#### Requirement
The lines below that include the word "green" are to be reported.
[Start of section]
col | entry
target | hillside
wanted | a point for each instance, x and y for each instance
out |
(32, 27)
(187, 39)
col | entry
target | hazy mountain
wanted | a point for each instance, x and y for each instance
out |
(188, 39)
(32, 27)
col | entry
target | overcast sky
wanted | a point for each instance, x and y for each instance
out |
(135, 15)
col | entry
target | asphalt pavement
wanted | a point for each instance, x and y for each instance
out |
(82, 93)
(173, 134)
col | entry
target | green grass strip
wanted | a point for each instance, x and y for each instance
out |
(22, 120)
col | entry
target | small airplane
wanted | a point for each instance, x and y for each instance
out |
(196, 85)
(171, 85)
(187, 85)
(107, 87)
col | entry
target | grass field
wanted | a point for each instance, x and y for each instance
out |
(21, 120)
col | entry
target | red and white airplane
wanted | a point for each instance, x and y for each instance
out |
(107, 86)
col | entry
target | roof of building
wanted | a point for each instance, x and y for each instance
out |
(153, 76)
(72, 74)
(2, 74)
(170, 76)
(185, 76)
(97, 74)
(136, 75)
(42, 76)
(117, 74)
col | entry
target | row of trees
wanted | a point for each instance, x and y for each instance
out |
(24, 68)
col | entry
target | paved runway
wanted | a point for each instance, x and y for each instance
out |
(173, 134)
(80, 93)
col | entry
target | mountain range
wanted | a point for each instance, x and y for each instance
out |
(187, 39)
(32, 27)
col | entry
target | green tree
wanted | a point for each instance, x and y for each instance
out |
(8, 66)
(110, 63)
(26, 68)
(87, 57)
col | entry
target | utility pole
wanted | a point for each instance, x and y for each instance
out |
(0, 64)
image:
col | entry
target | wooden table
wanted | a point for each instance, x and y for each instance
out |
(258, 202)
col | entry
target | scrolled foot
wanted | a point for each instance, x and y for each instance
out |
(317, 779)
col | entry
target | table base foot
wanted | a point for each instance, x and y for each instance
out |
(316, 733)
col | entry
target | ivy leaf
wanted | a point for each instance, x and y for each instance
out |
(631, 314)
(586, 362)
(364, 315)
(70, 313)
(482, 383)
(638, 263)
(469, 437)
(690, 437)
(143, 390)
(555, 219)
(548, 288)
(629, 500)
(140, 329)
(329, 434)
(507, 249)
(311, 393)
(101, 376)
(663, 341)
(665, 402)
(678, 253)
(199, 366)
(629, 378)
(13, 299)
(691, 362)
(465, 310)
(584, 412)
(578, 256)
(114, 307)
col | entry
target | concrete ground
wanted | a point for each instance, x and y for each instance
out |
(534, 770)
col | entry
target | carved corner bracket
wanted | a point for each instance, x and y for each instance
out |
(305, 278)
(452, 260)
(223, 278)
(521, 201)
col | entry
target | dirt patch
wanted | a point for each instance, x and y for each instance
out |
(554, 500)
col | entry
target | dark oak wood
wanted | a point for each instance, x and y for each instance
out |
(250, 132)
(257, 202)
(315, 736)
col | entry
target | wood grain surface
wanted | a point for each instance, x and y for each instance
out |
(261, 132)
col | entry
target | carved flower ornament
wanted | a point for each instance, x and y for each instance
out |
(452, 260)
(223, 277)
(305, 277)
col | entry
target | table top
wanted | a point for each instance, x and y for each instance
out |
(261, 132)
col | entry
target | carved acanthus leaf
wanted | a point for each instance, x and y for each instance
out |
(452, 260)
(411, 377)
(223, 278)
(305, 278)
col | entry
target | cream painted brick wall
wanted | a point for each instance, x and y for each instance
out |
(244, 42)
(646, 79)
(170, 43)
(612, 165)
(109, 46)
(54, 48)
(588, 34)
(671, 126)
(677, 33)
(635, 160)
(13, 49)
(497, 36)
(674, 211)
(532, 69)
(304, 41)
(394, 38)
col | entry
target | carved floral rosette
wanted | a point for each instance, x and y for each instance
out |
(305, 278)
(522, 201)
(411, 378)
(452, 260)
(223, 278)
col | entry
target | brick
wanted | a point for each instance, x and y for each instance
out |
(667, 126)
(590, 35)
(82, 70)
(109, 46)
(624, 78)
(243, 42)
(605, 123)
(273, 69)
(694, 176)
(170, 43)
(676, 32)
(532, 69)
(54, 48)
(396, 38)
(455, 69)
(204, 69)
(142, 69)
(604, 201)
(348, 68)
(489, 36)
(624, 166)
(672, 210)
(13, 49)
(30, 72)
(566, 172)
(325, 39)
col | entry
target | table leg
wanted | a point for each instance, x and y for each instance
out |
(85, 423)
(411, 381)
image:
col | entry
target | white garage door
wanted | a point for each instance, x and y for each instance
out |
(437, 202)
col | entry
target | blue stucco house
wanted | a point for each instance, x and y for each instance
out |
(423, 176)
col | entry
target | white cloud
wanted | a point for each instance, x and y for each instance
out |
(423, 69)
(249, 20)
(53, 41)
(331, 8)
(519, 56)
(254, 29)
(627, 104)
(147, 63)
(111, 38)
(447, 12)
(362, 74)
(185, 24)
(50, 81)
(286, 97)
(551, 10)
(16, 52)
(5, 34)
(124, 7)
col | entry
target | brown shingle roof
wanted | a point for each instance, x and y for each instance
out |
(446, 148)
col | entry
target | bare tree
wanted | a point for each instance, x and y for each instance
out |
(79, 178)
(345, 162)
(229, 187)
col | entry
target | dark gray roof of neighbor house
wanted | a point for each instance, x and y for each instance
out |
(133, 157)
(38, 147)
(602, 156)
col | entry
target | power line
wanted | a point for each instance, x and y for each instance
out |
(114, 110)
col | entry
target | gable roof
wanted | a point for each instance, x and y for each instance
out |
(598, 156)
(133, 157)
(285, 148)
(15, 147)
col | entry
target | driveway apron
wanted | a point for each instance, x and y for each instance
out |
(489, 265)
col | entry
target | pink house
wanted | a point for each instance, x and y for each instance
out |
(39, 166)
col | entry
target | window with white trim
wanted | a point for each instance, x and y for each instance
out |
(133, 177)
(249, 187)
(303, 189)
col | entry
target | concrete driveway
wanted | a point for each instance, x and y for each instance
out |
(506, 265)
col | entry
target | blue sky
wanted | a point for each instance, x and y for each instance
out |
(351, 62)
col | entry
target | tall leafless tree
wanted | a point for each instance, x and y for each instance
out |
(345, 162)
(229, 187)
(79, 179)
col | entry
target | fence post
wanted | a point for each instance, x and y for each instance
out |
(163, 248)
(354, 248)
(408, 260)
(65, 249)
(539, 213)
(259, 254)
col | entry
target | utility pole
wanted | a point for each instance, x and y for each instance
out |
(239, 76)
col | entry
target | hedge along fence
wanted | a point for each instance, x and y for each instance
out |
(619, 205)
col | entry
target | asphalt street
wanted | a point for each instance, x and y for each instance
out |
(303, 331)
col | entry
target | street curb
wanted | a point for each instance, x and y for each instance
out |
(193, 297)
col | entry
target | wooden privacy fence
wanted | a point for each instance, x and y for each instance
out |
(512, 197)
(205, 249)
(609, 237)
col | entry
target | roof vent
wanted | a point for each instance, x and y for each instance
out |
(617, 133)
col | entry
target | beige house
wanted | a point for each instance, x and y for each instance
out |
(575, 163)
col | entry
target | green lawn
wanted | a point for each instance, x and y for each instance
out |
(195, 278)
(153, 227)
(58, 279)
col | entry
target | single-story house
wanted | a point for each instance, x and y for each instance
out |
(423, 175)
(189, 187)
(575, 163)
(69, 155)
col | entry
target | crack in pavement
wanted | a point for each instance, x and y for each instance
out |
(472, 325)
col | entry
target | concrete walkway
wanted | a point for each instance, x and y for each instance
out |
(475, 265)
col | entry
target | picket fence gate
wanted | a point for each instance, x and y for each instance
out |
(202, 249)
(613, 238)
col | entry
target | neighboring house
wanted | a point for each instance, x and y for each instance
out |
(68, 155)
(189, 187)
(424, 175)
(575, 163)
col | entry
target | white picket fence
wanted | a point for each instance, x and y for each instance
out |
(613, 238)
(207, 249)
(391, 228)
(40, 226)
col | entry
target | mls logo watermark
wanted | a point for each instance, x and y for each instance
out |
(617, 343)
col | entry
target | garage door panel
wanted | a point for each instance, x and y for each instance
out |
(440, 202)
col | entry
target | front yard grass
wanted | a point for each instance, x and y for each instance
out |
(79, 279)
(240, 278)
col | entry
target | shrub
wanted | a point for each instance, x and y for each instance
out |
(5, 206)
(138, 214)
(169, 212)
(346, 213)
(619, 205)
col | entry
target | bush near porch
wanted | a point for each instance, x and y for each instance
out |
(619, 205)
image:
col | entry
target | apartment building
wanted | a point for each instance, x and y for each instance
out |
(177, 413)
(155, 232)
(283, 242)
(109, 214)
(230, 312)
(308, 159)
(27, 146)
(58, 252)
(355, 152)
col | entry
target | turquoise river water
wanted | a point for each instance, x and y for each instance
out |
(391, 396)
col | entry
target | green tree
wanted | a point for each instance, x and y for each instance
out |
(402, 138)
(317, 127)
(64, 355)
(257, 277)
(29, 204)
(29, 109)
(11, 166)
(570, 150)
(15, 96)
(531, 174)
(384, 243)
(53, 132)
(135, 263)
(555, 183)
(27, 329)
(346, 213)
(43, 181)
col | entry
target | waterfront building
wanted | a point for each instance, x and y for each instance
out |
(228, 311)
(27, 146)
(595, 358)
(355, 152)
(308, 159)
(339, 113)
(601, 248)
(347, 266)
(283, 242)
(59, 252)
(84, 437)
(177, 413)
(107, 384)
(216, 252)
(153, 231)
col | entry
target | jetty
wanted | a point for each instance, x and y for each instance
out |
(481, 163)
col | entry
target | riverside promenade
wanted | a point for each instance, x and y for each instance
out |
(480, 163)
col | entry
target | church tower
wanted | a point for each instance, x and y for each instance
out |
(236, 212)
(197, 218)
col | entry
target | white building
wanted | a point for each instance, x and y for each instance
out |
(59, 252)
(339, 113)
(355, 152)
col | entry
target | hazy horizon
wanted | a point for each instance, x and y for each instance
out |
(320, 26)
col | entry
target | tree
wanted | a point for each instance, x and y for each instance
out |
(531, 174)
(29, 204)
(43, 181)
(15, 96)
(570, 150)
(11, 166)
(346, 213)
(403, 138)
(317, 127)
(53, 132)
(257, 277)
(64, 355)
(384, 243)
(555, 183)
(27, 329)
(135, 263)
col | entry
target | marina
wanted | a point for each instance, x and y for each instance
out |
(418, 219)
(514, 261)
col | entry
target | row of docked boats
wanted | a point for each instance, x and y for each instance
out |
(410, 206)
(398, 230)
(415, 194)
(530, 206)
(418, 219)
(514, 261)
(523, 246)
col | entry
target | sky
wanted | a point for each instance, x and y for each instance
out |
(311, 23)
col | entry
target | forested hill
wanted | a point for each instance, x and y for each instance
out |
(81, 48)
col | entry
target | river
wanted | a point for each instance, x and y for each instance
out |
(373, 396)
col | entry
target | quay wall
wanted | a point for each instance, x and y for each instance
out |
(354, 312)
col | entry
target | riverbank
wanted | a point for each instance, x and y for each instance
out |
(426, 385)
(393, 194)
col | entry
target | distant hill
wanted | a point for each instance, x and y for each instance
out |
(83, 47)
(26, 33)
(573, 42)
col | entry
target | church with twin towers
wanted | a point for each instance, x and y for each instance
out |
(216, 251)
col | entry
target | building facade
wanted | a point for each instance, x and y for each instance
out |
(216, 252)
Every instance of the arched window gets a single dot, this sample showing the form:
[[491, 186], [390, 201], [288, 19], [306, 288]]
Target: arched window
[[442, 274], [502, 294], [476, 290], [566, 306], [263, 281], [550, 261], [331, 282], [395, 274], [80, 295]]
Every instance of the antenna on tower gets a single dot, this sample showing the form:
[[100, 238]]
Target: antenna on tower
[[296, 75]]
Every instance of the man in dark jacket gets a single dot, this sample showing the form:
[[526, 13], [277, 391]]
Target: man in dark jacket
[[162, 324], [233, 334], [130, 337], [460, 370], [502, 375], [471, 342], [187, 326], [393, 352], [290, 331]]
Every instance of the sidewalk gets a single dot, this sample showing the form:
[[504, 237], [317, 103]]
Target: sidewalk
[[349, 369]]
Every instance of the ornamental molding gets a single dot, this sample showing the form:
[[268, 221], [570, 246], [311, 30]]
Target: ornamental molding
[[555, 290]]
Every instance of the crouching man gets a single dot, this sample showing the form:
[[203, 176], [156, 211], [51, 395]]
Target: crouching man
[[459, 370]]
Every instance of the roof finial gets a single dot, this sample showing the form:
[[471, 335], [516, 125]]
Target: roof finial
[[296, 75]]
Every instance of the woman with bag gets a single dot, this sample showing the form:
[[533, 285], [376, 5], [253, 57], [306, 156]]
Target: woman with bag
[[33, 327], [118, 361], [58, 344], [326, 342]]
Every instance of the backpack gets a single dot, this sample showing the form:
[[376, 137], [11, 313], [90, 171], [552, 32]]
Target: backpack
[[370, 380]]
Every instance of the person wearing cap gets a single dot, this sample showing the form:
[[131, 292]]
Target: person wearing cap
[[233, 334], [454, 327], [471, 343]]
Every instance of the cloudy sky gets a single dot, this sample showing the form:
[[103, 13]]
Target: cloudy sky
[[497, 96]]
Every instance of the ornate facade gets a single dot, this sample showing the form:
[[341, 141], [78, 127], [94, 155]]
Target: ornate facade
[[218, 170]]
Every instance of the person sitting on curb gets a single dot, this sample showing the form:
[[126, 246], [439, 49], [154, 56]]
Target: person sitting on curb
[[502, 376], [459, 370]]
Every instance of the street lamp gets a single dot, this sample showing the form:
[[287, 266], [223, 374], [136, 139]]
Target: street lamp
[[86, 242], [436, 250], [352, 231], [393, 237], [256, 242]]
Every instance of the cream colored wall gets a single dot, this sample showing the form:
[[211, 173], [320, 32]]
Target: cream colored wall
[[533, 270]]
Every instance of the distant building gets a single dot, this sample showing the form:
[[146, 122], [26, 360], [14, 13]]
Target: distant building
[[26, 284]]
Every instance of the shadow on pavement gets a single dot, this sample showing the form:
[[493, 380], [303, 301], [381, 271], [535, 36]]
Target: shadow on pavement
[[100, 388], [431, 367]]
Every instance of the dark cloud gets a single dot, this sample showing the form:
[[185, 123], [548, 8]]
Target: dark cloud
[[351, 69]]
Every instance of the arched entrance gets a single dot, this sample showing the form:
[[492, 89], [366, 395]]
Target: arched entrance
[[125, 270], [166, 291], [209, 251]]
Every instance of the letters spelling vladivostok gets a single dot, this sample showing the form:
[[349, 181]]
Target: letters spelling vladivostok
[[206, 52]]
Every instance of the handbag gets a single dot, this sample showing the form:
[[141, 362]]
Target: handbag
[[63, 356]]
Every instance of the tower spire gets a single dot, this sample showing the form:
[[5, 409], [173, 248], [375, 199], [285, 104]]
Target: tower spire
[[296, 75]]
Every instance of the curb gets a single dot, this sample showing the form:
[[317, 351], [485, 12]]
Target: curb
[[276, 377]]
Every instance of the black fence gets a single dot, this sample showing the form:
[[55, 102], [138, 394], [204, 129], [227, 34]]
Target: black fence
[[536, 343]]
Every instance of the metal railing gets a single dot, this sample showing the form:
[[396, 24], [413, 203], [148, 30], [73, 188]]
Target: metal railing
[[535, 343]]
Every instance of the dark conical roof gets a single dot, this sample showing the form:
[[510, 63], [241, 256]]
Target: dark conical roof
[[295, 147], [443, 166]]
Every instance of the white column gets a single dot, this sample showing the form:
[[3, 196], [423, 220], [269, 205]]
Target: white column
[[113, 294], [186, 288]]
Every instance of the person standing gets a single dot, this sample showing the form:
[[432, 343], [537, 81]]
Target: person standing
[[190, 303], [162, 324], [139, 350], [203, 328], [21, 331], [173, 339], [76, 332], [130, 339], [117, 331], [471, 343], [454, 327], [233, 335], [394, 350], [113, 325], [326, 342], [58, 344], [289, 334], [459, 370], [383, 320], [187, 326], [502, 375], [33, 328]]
[End of section]
#### Your solution
target | green grass strip
target | green tree
target | green lawn
target | green tree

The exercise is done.